Selected text |
● ● ●
This is a strange policy for them to get stuck on enforcing when every other decision they’ve made has been utter nonsense. You know things like how schools can stay open with the least vaccinated among us being trapped in them while everything else remains closed. How we can halt every single outdoor activity and event, but indoor cultural venues like concerts can continue. How everyone is suddenly horrible for wanting to see their friends and family because they need to comply with “personal responsibility,” but governments are insisting that we go to work and stop work-from-home programs just to benefit… anyone except ourselves.

Anyway, the State does nothing to offset the cost of supplies that we have to buy in order to keep ourselves alive, and they refuse to do anything to make them freely available.


Meanwhile, way too many people have died. They have died a completely preventable and unnecessary death because so many of us are being sent to slaughter, sent to die so someone else might be able to hoard a little bit more. The State simply doesn’t care.

Tens of thousands of people where I currently live, hundreds of thousands in my home country, and millions across the planet. So many people who should be more than just numbers, but the only thing we really get to see when talking about any of this is the sheer volume of people who’ve died.
● ● ●
Supplied records |
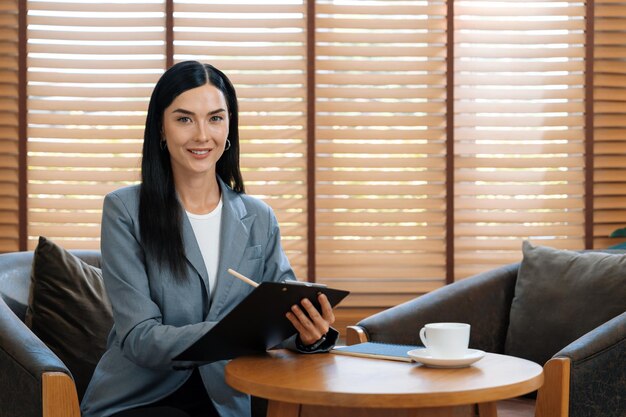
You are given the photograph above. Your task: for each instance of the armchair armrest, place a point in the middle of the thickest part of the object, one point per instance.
(483, 300)
(597, 379)
(33, 380)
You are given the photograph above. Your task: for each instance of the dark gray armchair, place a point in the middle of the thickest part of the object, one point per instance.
(34, 382)
(585, 378)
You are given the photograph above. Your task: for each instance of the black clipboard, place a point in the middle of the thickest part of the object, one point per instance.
(257, 323)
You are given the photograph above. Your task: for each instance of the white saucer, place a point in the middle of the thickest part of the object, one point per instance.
(422, 356)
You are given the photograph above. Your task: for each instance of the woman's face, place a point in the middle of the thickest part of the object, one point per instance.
(195, 127)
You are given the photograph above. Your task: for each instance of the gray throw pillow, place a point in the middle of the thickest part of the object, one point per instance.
(68, 309)
(559, 296)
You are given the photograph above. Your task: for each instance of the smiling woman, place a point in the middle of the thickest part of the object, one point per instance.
(166, 246)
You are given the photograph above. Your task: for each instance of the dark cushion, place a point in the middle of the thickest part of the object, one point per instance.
(68, 309)
(559, 296)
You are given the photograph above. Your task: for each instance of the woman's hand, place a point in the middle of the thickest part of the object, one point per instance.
(310, 324)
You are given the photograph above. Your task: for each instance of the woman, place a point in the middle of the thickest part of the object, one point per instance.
(166, 245)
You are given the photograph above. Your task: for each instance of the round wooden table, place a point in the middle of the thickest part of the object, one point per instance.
(330, 385)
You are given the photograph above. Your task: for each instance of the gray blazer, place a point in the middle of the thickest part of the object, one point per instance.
(157, 317)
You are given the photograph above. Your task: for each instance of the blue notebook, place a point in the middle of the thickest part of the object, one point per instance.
(377, 351)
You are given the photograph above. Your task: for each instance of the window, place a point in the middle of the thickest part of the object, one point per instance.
(403, 144)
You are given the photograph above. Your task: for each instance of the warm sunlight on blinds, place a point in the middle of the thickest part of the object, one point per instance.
(262, 48)
(609, 120)
(92, 66)
(9, 204)
(380, 148)
(519, 129)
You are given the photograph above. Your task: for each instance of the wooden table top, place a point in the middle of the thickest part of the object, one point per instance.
(340, 380)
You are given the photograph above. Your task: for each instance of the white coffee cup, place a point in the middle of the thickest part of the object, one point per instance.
(446, 340)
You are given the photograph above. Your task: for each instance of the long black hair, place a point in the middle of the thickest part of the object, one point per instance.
(160, 211)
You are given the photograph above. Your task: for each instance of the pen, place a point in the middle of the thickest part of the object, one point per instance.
(243, 278)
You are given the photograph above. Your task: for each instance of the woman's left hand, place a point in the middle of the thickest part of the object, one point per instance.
(310, 324)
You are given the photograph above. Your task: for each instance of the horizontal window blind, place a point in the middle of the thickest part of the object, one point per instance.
(262, 49)
(519, 129)
(609, 121)
(9, 119)
(380, 148)
(91, 68)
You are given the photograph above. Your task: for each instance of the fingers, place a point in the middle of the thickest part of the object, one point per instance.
(310, 324)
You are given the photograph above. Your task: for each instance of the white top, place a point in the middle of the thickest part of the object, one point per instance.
(206, 227)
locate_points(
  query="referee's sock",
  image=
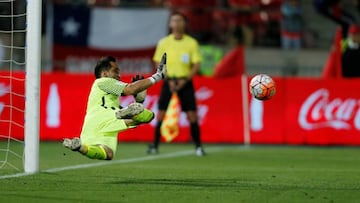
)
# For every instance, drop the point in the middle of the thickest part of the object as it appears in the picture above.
(157, 134)
(195, 133)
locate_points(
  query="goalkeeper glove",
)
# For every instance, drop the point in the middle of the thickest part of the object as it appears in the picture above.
(161, 70)
(139, 97)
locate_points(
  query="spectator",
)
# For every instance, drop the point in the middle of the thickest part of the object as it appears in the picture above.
(291, 24)
(351, 53)
(333, 10)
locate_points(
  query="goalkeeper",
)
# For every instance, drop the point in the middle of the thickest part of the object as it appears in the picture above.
(104, 117)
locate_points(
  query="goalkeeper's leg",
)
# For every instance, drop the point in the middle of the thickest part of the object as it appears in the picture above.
(135, 114)
(101, 152)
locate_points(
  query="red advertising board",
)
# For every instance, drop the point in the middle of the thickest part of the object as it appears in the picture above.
(303, 111)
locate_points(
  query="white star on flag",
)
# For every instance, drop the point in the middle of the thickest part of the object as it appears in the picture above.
(70, 27)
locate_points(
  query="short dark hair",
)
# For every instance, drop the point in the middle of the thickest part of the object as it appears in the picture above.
(103, 64)
(175, 13)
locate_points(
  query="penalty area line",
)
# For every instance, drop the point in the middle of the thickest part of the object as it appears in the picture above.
(122, 161)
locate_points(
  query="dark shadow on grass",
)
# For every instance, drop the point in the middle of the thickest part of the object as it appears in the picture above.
(229, 184)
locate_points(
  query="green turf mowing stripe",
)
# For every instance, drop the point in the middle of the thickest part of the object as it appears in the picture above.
(123, 161)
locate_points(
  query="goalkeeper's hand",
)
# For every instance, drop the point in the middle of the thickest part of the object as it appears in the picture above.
(161, 70)
(139, 97)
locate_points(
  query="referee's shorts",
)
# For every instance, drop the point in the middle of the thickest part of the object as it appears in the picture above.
(186, 96)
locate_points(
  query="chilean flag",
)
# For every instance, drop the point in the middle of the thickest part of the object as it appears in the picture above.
(81, 35)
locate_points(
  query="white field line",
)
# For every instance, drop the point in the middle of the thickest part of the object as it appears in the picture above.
(122, 161)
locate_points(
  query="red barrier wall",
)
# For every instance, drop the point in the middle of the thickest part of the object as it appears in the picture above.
(304, 111)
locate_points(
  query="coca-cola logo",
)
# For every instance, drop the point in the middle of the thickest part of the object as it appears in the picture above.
(319, 111)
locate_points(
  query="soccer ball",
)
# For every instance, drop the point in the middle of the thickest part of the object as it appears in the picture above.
(262, 87)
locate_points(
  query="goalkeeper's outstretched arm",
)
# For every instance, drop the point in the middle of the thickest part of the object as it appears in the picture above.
(141, 85)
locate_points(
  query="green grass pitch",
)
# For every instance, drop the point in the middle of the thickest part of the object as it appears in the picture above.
(229, 173)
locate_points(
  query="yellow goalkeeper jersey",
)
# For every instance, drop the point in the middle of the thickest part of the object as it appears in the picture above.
(100, 124)
(181, 55)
● ● ●
Actions to take |
A. Please say whether each statement below agrees with the text on pandemic policy, and quote the words that decide it. (i) Outdoor activities are halted while indoor concerts can continue. (ii) The State helps pay for the supplies people must buy to stay alive. (iii) Hundreds of thousands of people have died where the writer currently lives.
B. In the text on pandemic policy, what are governments insisting on about work?

Solutions in order |
A.
(i) Yes: "How we can halt every single outdoor activity and event, but indoor cultural venues like concerts can continue."
(ii) No: "the State does nothing to offset the cost of supplies that we have to buy in order to keep ourselves alive"
(iii) No: "Tens of thousands of people where I currently live"

B. They are insisting that people go to work and stop work-from-home programs.